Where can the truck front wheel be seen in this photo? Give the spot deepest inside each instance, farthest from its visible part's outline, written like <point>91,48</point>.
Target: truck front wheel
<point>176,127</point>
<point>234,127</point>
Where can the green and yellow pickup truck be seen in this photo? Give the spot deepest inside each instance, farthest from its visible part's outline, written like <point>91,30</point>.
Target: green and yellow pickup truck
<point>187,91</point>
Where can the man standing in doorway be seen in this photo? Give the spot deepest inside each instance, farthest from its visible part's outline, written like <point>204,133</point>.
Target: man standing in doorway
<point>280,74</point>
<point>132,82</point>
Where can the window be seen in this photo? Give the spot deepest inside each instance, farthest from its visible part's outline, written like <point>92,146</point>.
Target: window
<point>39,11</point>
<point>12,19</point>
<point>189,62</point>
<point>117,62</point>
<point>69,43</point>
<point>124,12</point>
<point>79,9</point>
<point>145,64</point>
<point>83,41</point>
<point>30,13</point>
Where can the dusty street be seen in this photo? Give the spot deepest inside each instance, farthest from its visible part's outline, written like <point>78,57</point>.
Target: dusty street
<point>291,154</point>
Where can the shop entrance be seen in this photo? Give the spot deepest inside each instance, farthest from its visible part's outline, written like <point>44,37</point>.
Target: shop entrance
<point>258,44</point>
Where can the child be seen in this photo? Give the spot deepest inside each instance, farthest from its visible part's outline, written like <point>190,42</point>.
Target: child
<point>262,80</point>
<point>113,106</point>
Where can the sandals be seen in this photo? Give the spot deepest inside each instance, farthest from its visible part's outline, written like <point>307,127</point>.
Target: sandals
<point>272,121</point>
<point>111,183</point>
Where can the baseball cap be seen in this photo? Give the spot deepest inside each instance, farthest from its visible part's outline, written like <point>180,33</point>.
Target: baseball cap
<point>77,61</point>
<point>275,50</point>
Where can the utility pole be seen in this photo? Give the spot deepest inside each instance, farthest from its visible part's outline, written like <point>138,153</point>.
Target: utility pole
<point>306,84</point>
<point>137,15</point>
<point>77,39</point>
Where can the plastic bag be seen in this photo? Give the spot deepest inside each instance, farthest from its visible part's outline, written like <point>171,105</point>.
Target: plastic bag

**Task directions:** Retype the whole listing, matching it exactly.

**Result below:**
Where can the truck front wheel be seen in this photo? Give the spot deepest inside each instance, farthest from its visible part's outline, written like <point>91,48</point>.
Target: truck front wheel
<point>176,127</point>
<point>234,127</point>
Where can the green and yellow pickup truck be seen in this photo? Give the spot deepest inside each instance, farthest from its visible part's outline, written like <point>91,30</point>.
Target: green and yellow pickup truck
<point>187,91</point>
Where can the man standing in doorway be seen in this photo? Give the spot deepest inside each instance, farthest from its visible part's outline, written like <point>204,133</point>.
Target: man standing in doorway
<point>280,74</point>
<point>132,82</point>
Where can the window be seen in this photo? Give the spot deepest inside each instance, farthest from its visible part's outline, written like <point>92,146</point>.
Target: window
<point>39,11</point>
<point>12,19</point>
<point>189,62</point>
<point>117,62</point>
<point>69,43</point>
<point>124,12</point>
<point>79,9</point>
<point>145,64</point>
<point>83,41</point>
<point>30,13</point>
Where can the dusty street be seen in this photo? Give the spot deepest inside each instance, farthest from its visible part's outline, written like <point>78,57</point>.
Target: dusty street
<point>291,154</point>
Where can the shop entrance be seen in this photo? Give the spot deepest inside each instance, farthest from its visible part's outline, written like <point>44,37</point>.
Target: shop entrance
<point>258,44</point>
Where can the child be seen in this photo? Give the spot deepest inside each instance, farthest from its visible part's outline, written like <point>190,42</point>.
Target: child
<point>262,80</point>
<point>113,106</point>
Where can the sandals be seen in this photo? Give the spot deepest inside each instance, farthest from its visible part's outline, written like <point>307,127</point>.
Target: sandals
<point>272,121</point>
<point>111,183</point>
Where can the baseball cap be seen in this photo? Give the spot deepest inside each instance, farthest from its visible part's outline, written like <point>180,33</point>.
Target: baseball cap
<point>77,61</point>
<point>275,50</point>
Where can the utility pole be seen in this photo? Give the spot deepest inside each instance, farthest from its visible part's outline, written like <point>138,153</point>.
Target: utility pole
<point>306,84</point>
<point>137,15</point>
<point>77,39</point>
Where can the plastic bag be seen in this photo? Give the spot deepest inside each instance, farthest from its visible part's outline, written like <point>171,105</point>.
Target: plastic bag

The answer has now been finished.